▶ Quelle
Fußball in Kroatien:Hakenkreuze im Stadion

White Angels Zagreb

Sie kämpfen gegen Rassimsus im Fußball - in der Öffentlichkeit wollen sie lieber nicht erkannt werden: Anhänger der White Angels Zagreb mit Joker-Maske.

(Foto: privat)

Ein kroatischer Fußball-Aktivist erklärt, warum es in Kroatien fast nur rechte Fans gibt - bei der Champions-League-Partie von Bayern München in Zagreb aber kaum Rassismus zu erwarten ist.

Interview von Lisa Sonnabend

Am Mittwoch tritt der FC Bayern in der Champions League gegen Dinamo Zagreb an. Er reist in ein Land, das viele Probleme mit dem Fußball hat, Rassismus im Stadion ist eines der größten. Zoran Jurak (Name geändert) ist Mitglied der White Angels Zagreb, der einzigen Ultra-Gruppierung des Landes, die als links gilt, den Verein NK Zagreb unterstützt und gegen Diskriminierung kämpft. Jurak führt einen einsamen Kampf - warum der 28-Jährige dennoch den Fußball nicht aufgibt.

[Bildannotationsdaten]

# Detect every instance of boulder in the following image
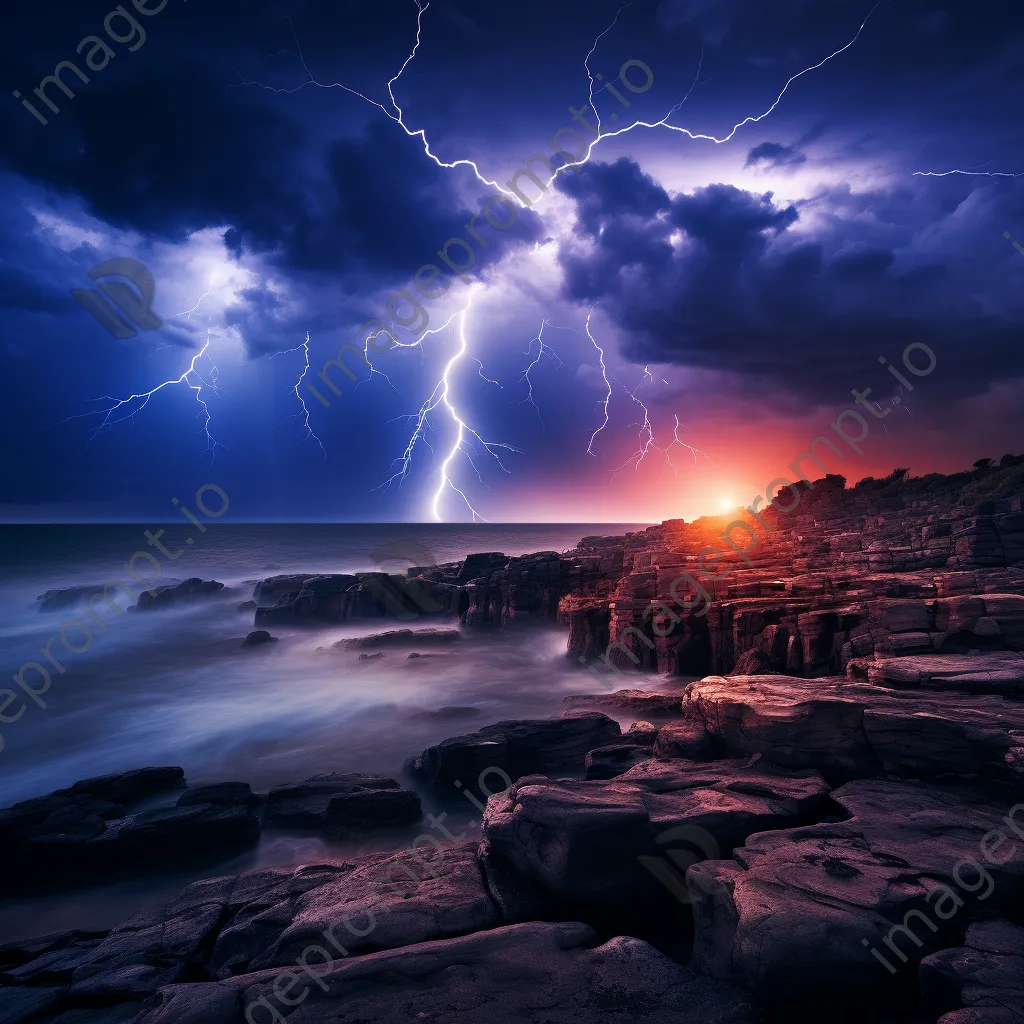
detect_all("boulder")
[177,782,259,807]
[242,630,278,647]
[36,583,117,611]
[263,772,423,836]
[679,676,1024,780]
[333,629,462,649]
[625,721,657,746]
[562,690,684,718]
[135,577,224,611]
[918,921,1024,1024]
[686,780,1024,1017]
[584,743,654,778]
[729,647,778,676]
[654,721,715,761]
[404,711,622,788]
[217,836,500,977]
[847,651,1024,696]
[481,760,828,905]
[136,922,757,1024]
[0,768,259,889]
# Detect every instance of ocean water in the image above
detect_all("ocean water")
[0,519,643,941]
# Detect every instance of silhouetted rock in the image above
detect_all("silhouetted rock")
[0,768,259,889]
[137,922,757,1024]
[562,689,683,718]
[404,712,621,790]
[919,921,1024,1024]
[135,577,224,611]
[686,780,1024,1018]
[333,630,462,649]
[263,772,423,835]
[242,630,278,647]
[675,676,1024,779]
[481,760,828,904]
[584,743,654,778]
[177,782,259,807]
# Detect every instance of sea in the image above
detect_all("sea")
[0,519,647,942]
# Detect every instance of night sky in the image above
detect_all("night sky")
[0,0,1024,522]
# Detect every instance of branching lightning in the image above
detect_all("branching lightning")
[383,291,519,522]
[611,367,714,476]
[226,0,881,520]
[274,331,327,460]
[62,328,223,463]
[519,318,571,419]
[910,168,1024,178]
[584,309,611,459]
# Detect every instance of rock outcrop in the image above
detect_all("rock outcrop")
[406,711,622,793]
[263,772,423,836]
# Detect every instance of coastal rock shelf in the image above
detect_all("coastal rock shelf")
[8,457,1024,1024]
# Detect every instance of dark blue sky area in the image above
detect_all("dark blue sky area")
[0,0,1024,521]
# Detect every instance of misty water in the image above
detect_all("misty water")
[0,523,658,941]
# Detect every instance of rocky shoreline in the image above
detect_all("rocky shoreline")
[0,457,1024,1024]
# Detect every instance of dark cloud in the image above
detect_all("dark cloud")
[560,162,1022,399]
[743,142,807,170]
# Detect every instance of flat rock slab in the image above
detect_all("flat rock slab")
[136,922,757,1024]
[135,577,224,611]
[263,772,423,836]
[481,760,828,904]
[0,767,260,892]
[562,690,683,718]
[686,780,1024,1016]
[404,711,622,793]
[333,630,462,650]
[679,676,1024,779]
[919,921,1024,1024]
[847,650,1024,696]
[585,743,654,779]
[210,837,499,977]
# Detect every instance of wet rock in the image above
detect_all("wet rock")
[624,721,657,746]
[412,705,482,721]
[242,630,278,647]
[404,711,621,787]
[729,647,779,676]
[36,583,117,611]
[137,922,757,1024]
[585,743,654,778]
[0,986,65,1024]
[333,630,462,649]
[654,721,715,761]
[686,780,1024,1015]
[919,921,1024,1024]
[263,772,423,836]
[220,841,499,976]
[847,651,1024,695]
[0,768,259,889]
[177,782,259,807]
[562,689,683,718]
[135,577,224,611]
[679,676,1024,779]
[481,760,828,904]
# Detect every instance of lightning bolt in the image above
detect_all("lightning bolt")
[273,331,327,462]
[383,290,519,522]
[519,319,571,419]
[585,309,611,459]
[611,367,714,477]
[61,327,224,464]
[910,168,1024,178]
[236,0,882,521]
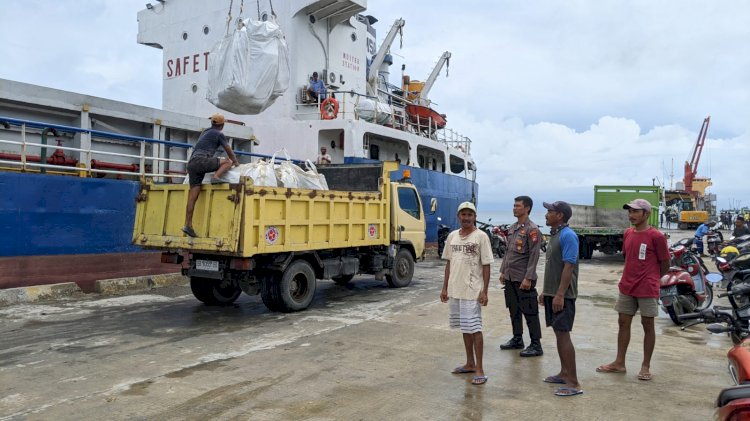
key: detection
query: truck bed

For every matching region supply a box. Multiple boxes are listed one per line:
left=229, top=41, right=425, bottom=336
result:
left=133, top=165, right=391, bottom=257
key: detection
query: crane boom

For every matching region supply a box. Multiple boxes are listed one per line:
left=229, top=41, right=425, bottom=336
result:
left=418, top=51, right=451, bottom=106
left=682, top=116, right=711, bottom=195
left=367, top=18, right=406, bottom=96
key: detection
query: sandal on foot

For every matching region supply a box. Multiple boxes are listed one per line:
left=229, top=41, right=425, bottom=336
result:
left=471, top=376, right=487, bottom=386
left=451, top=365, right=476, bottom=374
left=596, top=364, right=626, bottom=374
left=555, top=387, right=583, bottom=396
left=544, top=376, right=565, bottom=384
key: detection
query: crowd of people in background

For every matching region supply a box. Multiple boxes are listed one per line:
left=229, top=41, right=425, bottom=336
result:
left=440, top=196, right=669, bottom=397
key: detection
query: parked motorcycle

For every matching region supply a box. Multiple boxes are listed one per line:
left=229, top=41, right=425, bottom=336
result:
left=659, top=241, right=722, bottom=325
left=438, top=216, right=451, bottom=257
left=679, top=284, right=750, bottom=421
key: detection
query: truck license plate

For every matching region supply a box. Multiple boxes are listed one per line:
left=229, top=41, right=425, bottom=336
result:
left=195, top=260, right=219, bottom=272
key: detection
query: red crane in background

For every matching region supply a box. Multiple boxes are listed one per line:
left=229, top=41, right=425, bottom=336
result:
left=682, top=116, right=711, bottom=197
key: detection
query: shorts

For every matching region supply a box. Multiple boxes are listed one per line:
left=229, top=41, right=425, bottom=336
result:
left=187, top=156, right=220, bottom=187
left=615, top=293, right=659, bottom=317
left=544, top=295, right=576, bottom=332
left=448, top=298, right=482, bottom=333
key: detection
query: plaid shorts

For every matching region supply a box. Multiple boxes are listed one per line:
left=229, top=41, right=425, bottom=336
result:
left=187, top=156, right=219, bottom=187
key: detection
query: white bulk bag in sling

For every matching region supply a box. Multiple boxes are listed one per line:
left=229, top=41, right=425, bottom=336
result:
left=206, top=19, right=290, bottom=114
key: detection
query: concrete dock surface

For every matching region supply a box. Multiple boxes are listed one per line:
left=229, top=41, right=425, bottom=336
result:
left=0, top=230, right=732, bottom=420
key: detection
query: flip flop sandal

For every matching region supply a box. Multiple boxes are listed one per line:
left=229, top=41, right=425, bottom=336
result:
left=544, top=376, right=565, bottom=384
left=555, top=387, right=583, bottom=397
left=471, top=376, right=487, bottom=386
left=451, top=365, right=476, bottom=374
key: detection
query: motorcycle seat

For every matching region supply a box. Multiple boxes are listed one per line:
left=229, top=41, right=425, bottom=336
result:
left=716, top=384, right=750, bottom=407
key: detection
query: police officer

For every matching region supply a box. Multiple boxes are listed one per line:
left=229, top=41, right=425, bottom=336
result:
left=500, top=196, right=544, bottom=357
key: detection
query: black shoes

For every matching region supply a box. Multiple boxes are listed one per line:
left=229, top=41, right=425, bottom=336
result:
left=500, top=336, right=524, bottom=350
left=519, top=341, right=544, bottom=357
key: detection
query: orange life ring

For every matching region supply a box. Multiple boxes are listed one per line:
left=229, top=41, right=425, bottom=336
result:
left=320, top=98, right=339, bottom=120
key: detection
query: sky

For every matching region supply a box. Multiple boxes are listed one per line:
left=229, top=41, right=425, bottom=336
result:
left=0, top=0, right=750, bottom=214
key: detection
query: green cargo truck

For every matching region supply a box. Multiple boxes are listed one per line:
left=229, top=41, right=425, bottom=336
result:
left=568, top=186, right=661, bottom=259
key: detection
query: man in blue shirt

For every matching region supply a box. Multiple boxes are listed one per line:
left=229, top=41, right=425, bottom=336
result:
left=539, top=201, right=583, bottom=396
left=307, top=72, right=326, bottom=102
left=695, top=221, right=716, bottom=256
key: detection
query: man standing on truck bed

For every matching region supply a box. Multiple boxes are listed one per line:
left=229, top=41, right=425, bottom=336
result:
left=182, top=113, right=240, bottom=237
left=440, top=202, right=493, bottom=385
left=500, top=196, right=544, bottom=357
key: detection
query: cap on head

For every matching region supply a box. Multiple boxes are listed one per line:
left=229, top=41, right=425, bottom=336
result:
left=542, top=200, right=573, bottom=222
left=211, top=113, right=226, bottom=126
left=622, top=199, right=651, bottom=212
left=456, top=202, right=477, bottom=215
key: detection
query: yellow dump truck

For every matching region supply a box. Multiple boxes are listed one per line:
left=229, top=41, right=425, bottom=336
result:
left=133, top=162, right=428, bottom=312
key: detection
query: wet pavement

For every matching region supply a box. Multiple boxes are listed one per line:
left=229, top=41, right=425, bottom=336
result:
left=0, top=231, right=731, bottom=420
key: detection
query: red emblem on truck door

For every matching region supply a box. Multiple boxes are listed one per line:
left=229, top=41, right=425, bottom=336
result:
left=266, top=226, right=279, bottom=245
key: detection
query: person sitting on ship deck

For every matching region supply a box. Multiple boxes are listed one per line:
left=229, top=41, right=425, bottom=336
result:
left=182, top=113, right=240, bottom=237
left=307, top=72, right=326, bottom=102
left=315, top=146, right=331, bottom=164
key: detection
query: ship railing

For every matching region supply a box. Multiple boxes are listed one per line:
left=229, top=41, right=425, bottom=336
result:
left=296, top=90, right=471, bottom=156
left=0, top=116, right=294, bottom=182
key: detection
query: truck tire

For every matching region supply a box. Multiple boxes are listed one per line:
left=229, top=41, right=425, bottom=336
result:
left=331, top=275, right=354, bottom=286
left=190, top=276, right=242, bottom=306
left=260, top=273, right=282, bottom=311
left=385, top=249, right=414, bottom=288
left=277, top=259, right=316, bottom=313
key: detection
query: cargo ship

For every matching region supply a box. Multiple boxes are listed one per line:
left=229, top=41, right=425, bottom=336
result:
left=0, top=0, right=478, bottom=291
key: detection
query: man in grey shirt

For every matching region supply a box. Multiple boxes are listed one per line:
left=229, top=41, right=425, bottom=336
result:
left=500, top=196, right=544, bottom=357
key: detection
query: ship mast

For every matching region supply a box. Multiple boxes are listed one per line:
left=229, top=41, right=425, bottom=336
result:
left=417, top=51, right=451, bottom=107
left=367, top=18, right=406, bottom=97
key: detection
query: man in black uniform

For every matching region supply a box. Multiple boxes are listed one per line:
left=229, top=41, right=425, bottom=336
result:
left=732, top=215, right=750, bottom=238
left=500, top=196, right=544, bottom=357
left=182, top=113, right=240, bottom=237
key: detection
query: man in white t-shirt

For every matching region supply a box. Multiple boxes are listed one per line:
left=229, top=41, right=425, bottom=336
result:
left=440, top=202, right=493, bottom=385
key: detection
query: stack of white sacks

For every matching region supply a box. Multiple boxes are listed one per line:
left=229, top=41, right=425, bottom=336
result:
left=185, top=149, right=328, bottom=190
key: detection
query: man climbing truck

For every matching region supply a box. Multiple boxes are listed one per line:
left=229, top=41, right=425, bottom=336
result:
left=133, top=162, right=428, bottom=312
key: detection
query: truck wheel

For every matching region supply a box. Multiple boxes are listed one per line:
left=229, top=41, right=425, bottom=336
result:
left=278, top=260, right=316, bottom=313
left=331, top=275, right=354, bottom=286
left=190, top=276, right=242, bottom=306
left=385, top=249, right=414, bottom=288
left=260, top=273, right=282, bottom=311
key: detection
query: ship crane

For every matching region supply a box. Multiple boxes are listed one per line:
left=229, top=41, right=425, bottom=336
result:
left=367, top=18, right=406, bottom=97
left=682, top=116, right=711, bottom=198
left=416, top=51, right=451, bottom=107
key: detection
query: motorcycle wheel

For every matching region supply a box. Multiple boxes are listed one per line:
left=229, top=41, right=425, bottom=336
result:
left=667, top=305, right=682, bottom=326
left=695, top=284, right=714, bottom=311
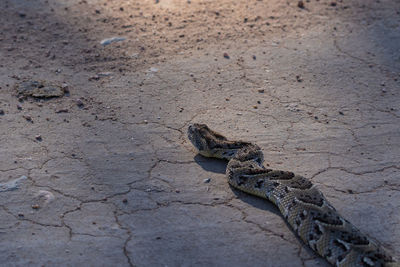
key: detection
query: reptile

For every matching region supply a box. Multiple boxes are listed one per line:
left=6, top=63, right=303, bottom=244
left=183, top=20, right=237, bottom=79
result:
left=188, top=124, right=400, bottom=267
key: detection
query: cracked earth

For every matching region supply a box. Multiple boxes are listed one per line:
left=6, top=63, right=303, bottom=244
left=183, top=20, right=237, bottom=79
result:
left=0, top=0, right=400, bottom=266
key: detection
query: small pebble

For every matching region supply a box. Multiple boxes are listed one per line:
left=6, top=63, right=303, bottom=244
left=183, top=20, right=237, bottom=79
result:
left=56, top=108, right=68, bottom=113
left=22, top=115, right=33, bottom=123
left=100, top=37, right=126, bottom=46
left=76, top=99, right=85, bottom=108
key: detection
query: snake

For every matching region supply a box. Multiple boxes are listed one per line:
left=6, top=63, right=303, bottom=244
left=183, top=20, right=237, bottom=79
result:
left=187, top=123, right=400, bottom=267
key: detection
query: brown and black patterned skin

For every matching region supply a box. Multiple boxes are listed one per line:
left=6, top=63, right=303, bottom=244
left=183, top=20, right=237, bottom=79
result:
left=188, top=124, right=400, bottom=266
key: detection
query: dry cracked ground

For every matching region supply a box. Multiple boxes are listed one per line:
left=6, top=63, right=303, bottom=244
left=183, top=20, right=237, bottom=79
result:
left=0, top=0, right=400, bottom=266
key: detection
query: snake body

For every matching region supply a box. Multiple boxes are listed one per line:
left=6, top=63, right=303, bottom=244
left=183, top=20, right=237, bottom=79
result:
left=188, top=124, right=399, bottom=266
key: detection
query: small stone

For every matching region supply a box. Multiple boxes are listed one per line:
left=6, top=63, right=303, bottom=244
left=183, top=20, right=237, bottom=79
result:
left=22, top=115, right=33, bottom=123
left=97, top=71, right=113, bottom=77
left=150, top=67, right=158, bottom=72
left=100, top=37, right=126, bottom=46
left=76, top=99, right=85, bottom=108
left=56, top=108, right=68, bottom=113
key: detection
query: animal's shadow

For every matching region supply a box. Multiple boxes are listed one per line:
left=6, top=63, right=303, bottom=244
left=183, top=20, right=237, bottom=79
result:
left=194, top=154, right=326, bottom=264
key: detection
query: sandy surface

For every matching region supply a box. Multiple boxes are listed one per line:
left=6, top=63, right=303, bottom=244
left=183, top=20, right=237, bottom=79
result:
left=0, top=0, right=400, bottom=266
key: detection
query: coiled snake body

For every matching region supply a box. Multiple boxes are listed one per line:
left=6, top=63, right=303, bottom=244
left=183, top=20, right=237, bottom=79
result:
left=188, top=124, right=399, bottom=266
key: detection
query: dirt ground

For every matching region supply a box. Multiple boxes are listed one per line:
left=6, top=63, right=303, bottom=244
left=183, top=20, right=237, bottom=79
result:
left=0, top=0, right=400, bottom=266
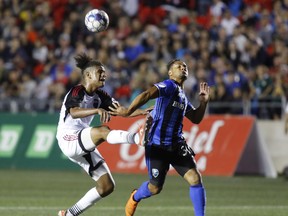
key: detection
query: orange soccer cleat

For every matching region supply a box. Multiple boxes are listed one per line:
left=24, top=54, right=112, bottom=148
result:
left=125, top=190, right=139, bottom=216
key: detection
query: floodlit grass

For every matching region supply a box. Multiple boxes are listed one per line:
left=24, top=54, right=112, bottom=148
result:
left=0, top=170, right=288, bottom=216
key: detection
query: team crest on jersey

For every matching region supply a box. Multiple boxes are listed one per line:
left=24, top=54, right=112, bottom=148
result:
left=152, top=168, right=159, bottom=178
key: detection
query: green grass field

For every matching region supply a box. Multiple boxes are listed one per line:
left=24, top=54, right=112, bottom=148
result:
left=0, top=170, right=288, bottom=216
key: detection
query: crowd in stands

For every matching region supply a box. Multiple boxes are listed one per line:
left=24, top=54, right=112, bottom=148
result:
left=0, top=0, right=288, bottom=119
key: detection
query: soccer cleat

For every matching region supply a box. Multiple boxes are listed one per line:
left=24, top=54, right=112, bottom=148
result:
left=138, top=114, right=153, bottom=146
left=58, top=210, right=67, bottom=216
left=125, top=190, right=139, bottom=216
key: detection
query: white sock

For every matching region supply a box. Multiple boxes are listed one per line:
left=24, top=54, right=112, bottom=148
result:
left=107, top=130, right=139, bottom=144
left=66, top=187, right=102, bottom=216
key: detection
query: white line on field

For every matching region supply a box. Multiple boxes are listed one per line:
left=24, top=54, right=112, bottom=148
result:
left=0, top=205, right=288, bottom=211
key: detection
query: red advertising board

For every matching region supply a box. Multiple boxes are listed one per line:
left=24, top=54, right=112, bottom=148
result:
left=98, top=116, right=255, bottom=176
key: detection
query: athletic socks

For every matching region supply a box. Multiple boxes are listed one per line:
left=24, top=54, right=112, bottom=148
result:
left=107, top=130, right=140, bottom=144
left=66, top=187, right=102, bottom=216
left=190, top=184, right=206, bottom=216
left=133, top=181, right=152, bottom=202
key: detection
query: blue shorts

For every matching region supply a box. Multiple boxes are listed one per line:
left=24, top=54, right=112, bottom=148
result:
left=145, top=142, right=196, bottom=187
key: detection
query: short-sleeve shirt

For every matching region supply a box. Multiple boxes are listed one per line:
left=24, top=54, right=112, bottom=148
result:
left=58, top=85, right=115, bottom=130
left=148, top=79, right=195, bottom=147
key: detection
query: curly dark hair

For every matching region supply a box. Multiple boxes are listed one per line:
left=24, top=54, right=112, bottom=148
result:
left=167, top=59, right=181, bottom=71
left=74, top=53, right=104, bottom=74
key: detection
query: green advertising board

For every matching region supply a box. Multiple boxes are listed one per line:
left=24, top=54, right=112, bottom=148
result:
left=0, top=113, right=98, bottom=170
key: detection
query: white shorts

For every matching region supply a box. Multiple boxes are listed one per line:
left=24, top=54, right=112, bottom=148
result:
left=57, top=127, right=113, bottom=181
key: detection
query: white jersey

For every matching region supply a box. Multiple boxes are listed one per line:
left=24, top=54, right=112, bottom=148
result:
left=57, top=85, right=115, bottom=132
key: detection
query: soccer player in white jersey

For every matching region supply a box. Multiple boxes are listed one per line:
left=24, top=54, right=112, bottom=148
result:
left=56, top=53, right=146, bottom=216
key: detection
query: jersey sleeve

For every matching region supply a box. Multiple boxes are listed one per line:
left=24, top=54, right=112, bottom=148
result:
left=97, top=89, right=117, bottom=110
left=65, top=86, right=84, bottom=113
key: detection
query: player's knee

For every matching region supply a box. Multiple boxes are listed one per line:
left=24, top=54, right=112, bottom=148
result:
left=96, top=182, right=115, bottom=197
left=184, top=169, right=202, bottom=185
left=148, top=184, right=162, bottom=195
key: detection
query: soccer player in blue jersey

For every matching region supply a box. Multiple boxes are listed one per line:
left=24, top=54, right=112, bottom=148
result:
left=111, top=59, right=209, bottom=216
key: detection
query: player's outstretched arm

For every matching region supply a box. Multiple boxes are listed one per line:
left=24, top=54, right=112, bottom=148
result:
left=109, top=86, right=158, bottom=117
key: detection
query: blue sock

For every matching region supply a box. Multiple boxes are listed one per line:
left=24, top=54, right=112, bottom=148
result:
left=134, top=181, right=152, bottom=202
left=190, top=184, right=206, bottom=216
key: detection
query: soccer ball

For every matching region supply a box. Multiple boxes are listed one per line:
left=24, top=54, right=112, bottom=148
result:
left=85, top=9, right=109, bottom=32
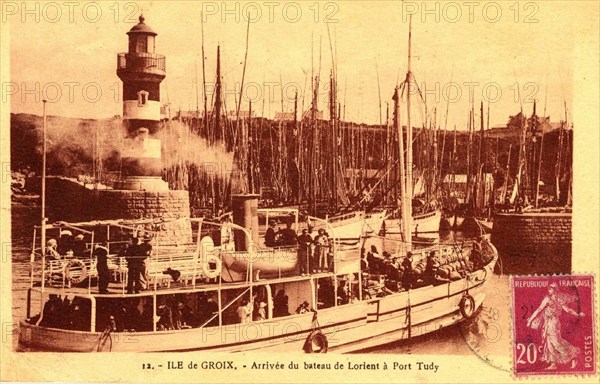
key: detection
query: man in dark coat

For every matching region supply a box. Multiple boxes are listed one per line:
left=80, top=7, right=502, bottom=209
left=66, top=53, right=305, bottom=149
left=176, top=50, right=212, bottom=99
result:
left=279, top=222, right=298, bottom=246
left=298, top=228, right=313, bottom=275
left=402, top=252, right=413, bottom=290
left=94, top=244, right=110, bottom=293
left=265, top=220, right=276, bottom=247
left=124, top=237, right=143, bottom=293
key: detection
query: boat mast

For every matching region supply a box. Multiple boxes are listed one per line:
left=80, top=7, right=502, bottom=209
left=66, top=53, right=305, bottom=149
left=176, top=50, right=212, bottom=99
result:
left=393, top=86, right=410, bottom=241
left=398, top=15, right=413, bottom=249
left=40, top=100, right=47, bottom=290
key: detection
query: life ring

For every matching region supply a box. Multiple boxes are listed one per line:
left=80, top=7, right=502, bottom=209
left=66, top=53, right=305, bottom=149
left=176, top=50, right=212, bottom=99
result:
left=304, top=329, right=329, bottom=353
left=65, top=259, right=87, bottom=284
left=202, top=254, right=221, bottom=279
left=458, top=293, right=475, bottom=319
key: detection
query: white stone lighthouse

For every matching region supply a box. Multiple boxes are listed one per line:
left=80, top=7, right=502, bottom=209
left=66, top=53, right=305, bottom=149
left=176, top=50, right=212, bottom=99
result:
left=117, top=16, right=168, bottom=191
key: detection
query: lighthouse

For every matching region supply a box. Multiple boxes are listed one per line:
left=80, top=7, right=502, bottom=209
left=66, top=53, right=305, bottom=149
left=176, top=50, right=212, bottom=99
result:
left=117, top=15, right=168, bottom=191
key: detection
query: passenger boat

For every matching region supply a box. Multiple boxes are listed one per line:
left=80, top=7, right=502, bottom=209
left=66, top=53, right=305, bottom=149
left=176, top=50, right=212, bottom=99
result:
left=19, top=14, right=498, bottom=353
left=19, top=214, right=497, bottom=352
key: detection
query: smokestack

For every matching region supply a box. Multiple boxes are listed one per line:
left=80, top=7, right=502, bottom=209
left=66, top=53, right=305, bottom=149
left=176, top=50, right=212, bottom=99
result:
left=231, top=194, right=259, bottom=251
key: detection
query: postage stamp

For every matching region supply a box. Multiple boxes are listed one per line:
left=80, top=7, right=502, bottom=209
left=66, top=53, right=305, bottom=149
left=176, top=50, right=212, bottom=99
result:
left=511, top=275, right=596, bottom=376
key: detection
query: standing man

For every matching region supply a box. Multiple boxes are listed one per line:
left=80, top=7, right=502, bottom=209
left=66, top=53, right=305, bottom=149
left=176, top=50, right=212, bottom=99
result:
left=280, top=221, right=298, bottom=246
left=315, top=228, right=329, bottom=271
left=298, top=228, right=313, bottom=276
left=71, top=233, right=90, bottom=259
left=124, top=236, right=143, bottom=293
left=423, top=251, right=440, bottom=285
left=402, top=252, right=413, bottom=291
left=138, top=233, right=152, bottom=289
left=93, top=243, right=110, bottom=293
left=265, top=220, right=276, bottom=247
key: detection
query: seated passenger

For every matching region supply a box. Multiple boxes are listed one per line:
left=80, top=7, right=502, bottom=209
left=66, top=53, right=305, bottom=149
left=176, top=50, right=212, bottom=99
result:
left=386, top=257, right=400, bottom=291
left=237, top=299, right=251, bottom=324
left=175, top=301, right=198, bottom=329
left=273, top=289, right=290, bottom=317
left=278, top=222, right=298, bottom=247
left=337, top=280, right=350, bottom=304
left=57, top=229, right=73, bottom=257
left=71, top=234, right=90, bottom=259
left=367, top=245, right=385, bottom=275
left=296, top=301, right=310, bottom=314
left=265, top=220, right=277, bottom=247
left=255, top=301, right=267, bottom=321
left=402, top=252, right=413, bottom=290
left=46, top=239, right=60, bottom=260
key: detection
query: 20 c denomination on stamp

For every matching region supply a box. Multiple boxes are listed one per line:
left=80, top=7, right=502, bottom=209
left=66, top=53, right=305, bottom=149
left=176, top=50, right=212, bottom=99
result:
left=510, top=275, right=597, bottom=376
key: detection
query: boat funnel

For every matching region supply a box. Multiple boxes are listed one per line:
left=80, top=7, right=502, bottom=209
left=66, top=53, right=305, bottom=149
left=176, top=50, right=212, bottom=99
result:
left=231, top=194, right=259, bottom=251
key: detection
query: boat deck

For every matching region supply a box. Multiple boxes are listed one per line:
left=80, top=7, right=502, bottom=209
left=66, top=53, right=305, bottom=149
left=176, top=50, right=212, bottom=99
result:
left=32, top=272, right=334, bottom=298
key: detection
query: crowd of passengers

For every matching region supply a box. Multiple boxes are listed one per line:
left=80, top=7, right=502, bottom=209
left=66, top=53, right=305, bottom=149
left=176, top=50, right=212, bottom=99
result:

▶ Aufgaben
1) Übersetzen Sie den Satz „Am Mittwoch tritt der FC Bayern in der Champions League gegen Dinamo Zagreb an.“ aus dem Text über Fußball in Kroatien ins Englische.
2) Finden Sie in den Datensätzen jede Zeile, die die Zeichenfolge „soccer“ enthält, und schreiben Sie diese Zeilen ab. Die Groß- und Kleinschreibung ist dabei zu beachten.
Der Text und die Datensätze haben nichts miteinander zu tun.

▶ Erwartete Antworten
1) On Wednesday, FC Bayern faces Dinamo Zagreb in the Champions League.

2)
query: orange soccer cleat
query: soccer cleat
query: soccer player in white jersey
query: soccer player in blue jersey
query: soccer ball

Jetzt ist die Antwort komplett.